Your objective:
When you return the entries, keep every word and mark exactly as it is.

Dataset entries
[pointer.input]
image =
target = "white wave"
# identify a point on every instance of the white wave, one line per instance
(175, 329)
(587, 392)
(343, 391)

Written solution:
[pointer.input]
image =
target = "white wave"
# identify a point on every instance of the white wave, one line per instance
(175, 329)
(587, 392)
(343, 391)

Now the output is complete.